:: TASK BRIEF ::
Rewrite the records below, changing every occurrence of "drop a marker on" to "place a pin on" and leaving everything else as it is.
---
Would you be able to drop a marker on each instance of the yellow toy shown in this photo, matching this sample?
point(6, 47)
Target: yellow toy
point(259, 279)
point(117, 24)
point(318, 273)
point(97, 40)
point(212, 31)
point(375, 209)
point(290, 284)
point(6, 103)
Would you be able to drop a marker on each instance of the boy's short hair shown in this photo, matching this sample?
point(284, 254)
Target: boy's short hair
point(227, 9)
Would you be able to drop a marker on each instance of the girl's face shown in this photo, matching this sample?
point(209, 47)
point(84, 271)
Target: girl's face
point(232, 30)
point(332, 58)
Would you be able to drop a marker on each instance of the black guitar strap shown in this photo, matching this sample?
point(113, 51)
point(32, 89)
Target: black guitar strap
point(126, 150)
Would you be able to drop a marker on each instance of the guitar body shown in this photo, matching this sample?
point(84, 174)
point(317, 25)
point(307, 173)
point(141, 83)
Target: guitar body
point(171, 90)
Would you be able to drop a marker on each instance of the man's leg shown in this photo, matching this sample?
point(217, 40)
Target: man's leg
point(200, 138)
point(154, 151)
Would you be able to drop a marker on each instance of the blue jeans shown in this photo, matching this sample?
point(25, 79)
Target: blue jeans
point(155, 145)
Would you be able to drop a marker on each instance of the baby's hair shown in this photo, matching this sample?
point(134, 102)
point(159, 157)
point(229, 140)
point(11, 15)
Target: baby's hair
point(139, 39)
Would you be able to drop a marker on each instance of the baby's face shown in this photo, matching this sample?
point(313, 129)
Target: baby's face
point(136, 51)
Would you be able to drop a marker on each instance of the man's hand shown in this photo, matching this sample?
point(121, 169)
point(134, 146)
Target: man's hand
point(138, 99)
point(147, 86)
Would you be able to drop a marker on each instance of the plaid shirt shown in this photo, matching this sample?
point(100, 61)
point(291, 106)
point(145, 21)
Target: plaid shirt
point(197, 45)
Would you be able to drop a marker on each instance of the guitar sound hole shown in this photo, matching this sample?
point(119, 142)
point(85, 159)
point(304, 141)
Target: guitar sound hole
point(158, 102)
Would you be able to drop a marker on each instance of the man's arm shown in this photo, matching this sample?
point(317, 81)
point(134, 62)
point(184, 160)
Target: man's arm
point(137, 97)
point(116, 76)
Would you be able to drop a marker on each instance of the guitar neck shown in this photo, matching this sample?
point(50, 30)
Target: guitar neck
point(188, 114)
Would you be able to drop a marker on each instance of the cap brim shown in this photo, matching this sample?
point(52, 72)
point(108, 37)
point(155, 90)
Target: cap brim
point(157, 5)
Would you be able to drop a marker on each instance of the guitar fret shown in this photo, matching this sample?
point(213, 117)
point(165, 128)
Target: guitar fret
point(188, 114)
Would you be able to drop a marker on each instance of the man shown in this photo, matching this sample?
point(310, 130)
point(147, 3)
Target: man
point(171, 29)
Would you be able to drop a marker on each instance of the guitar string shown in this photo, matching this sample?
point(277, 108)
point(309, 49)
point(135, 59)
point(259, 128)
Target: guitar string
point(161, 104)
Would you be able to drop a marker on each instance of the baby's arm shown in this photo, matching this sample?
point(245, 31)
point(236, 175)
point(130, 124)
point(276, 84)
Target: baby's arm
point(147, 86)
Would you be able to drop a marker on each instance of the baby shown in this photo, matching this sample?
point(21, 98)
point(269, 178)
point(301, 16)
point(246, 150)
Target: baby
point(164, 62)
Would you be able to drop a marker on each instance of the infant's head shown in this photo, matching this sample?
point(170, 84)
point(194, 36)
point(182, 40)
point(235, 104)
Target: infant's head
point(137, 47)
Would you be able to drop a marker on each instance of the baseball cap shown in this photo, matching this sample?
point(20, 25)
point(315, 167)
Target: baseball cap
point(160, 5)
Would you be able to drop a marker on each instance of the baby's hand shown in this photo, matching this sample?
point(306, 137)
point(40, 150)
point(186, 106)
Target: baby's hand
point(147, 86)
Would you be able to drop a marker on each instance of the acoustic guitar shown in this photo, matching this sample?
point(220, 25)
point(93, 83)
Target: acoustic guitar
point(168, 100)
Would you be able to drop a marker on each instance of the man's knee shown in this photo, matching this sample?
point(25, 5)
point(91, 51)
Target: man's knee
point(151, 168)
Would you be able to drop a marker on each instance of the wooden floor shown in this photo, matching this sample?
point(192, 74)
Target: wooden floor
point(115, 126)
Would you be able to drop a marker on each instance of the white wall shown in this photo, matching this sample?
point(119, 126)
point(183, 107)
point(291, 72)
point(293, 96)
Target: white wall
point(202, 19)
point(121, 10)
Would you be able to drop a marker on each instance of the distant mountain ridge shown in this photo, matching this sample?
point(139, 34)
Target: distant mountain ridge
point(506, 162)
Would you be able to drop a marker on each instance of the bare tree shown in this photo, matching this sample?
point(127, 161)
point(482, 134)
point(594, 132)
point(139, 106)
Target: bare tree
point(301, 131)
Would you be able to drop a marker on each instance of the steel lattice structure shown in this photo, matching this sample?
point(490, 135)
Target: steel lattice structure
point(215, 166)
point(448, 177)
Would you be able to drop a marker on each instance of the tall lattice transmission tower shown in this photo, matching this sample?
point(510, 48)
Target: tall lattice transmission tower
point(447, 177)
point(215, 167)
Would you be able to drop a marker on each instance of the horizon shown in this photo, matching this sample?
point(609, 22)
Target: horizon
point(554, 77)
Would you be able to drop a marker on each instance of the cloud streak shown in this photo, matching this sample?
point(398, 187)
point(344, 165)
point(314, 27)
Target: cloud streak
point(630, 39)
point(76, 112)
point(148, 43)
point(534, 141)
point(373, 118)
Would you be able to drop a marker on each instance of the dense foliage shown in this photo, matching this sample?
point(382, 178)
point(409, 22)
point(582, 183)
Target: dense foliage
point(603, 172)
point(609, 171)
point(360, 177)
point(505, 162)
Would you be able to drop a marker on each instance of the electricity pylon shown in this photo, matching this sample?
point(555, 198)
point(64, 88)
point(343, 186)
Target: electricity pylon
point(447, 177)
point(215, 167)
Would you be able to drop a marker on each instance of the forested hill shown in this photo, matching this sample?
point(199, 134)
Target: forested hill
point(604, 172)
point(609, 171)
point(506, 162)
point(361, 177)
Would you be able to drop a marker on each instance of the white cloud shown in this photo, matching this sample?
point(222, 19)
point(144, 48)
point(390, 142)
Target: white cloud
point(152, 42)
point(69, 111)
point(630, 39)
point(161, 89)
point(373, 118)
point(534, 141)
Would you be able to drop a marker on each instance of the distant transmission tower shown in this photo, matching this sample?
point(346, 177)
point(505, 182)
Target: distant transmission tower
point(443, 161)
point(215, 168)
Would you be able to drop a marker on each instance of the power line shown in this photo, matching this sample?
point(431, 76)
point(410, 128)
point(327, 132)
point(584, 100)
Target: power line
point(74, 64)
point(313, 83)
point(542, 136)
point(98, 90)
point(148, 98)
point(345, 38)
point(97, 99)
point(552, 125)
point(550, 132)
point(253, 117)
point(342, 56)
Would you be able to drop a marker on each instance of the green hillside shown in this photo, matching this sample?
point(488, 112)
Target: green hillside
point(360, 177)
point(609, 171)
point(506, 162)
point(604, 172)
---
:: RESPONSE BELOW ::
Would you be able to place a pin on each instance of the yellow toy shown in this photo, matching this sample?
point(6, 47)
Target: yellow toy
point(259, 279)
point(117, 24)
point(318, 273)
point(97, 40)
point(212, 31)
point(375, 209)
point(290, 284)
point(6, 103)
Would you be able to place a pin on each instance of the boy's short hair shown in this photo, matching this sample?
point(284, 254)
Target: boy's short hair
point(227, 9)
Would you be able to place a pin on each instance of the girl's face shown in this photo, matching this sample?
point(209, 47)
point(84, 271)
Target: girl's face
point(232, 30)
point(332, 58)
Would you be able to place a pin on each instance of the black guitar strap shown in this photo, matching this sample?
point(113, 51)
point(32, 89)
Target: black guitar strap
point(126, 150)
Would you be able to place a pin on each instance of the guitar body shown in this photo, matching this sample?
point(84, 174)
point(317, 25)
point(307, 173)
point(141, 83)
Target: guitar body
point(171, 90)
Would you be able to place a pin on each instance of the man's leg shown in this photo, matching this sample?
point(217, 40)
Target: man's leg
point(200, 138)
point(154, 151)
Would you be able to place a pin on each instance of the blue jeans shown in this photo, matching this sample?
point(25, 79)
Target: blue jeans
point(155, 145)
Would you be able to place a pin on each instance of the baby's hair shown in this photo, matching this sample?
point(134, 102)
point(159, 157)
point(229, 140)
point(11, 15)
Target: baby's hair
point(139, 39)
Would you be able to place a pin on each instance of the baby's face shown in this photo, matching this sample?
point(313, 129)
Target: baby's face
point(136, 51)
Would you be able to place a pin on each instance of the man's hand shown in this photo, matching this sample?
point(121, 169)
point(134, 146)
Target: man's hand
point(138, 99)
point(147, 86)
Would you be able to place a pin on each instance of the plaid shirt shown in this photo, matching this sample?
point(100, 61)
point(291, 106)
point(145, 21)
Target: plaid shirt
point(197, 45)
Would you be able to place a pin on each instance of the guitar sound hole shown in this photo, matching this sample?
point(119, 142)
point(85, 159)
point(304, 141)
Target: guitar sound hole
point(158, 102)
Would you be able to place a pin on each instance of the man's arm shown in this photo, matching this sample?
point(317, 81)
point(134, 62)
point(184, 160)
Target: man's arm
point(137, 97)
point(116, 76)
Would you be able to place a pin on each instance of the guitar neck shown in this photo, matching this sample?
point(50, 30)
Target: guitar neck
point(188, 114)
Would you be able to place a pin on each instance of the cap brim shown in this photo, matching this sample?
point(52, 72)
point(108, 37)
point(155, 90)
Target: cap brim
point(157, 5)
Would you be able to place a pin on each instance of the guitar fret shown in this photo, matching this sample?
point(213, 117)
point(165, 128)
Target: guitar fret
point(188, 114)
Would you be able to place a pin on each instance of the man shown in this photo, matching this sample?
point(310, 130)
point(147, 3)
Target: man
point(171, 29)
Would you be able to place a pin on each instance of the guitar string shown in this photo, matching this sample?
point(277, 108)
point(309, 49)
point(135, 59)
point(259, 128)
Target: guitar string
point(161, 104)
Would you be able to place a pin on each instance of the baby's arm shown in this photo, matching this sample?
point(245, 31)
point(236, 175)
point(130, 124)
point(276, 84)
Target: baby's arm
point(147, 86)
Would you be able to place a pin on each instance of the baby shown in this photo, matching this sample?
point(21, 98)
point(269, 178)
point(301, 16)
point(246, 150)
Target: baby
point(164, 62)
Would you be able to place a pin on each instance of the infant's head shown in this photo, matching this sample?
point(170, 84)
point(194, 36)
point(182, 40)
point(235, 104)
Target: infant's head
point(137, 47)
Would you be able to place a pin on each instance of the baseball cap shown in this photo, matching this sample?
point(20, 25)
point(315, 167)
Target: baseball cap
point(160, 5)
Would you be able to place a pin on each instance of the baby's hand shown in this photo, matching this sample?
point(306, 137)
point(40, 150)
point(186, 106)
Target: baby's hand
point(147, 86)
Would you be able to place a pin on each instance of the acoustic guitar shown in this photo, matching this sample?
point(220, 25)
point(93, 83)
Target: acoustic guitar
point(168, 100)
Would you be able to place a pin on each instance of the man's knee shown in this photo, matching this sample?
point(25, 5)
point(91, 51)
Target: man's knee
point(151, 168)
Would you be able to place a pin on each instance of the wooden floor shown in this photo, matching this sample?
point(192, 74)
Target: wooden floor
point(115, 126)
Would you be able to place a pin on each instance of the white wall shown in this photo, matching this sample?
point(119, 126)
point(183, 107)
point(291, 72)
point(293, 96)
Target: white wall
point(202, 19)
point(121, 10)
Would you be able to place a pin on each instance of the distant mountain ridge shown in this photo, matching this sample?
point(139, 34)
Target: distant mountain ridge
point(506, 162)
Would you be able to place a pin on each instance of the bare tree shown in this photo, matching this sample?
point(127, 161)
point(482, 134)
point(594, 132)
point(139, 106)
Target: bare tree
point(301, 131)
Would you be able to place a pin on each instance of the steel lattice structure shown in this photo, matching this sample?
point(490, 135)
Target: steel lattice structure
point(215, 166)
point(448, 177)
Would you be able to place a pin on each instance of the tall lattice transmission tower shown in this photo, matching this sample?
point(510, 48)
Target: tall lattice transmission tower
point(447, 177)
point(215, 167)
Would you be able to place a pin on each instance of the horizon shown in this photo, matching this sample?
point(609, 22)
Target: horizon
point(554, 77)
Would you be able to place a pin on each instance of the cloud streak shown in this photo, matching this sample?
point(398, 187)
point(344, 165)
point(314, 27)
Target: cloud streak
point(630, 39)
point(76, 112)
point(148, 43)
point(534, 141)
point(373, 118)
Would you be able to place a pin on each instance of the dense foliage shown in this photo, matching this sample?
point(382, 178)
point(409, 22)
point(582, 183)
Target: dense foliage
point(603, 172)
point(609, 171)
point(360, 177)
point(505, 162)
Would you be able to place a pin on each instance of the electricity pylon shown in this photo, matching this sample?
point(555, 198)
point(64, 88)
point(343, 186)
Target: electricity pylon
point(447, 177)
point(215, 167)
Would you be able to place a pin on each instance of the forested hill shown in this photo, matching this sample?
point(199, 134)
Target: forested hill
point(604, 172)
point(609, 171)
point(506, 162)
point(361, 177)
Would you be able to place a pin on each instance of the white cloud shown in this photo, matching this sample?
point(222, 19)
point(144, 48)
point(390, 142)
Target: white cloud
point(152, 42)
point(69, 111)
point(630, 39)
point(161, 89)
point(373, 118)
point(534, 141)
Would you be able to place a pin on each instance of the distant transmission tower shown in this photo, matching this sample?
point(346, 177)
point(505, 182)
Target: distant transmission tower
point(443, 161)
point(215, 168)
Would you be able to place a pin on each instance of the power line shown in this photo, matching this sample?
point(431, 76)
point(410, 128)
point(327, 132)
point(584, 100)
Target: power line
point(74, 64)
point(313, 83)
point(542, 136)
point(98, 90)
point(148, 98)
point(345, 38)
point(97, 99)
point(552, 125)
point(550, 132)
point(253, 117)
point(342, 56)
Would you be able to place a pin on each instance of the green hillside shown in this photo, matching this sample?
point(488, 112)
Target: green hillside
point(360, 177)
point(609, 171)
point(506, 162)
point(604, 172)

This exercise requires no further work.